-------- The data
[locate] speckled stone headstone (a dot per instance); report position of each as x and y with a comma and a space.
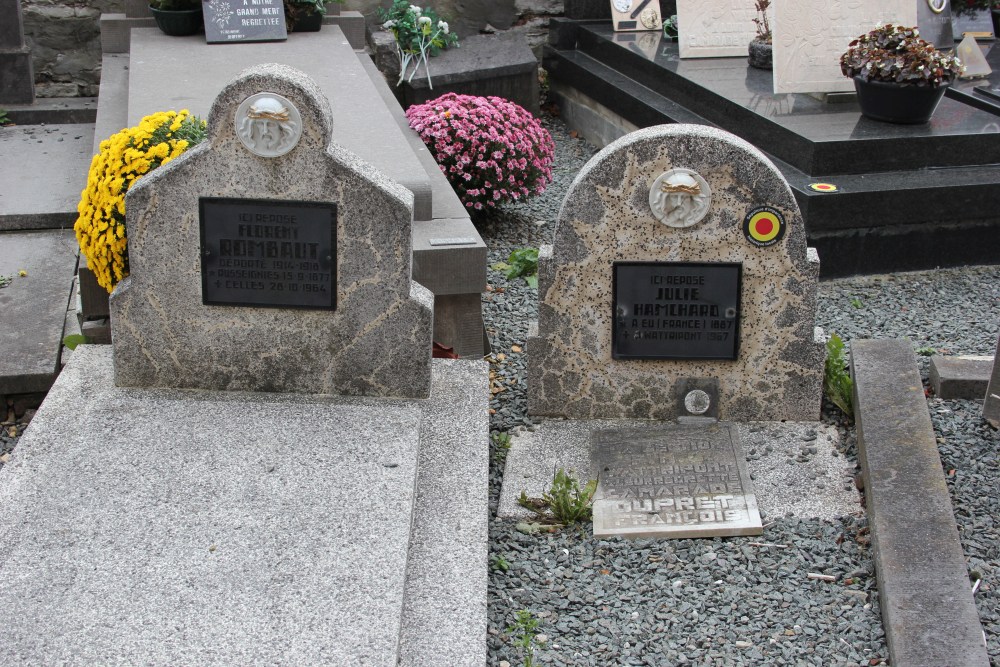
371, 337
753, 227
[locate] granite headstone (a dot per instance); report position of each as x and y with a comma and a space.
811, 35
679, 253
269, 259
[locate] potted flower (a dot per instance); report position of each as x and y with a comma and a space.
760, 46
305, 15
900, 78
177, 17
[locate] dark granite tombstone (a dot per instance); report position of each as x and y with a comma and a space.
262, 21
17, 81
----------------
_Brief_.
Convert the records above into a two-column CSV with the headers instruction and points and one row per record. Put each record's text and its answer in its own quoted field with line breaks replaced by spaces, and leave the picture markers out.

_Response to this exercise_.
instruction,points
"[locate] speckled stone headstone (a dot per instance); report position of each as x and y with a comma and a space.","371, 337 753, 227"
"[locate] granite headstone (a dot per instance); report position of each as x and y with a comma and a space.","811, 35 679, 253 269, 259"
"[locate] potted flower (a dot per instance); report position of each as x and y with a comma and a space.","760, 46 305, 15 900, 78 177, 17"
"[locate] dark granite tombstone (a dot per instance); report position of each as x and y with a comma and a space.","262, 21 17, 81"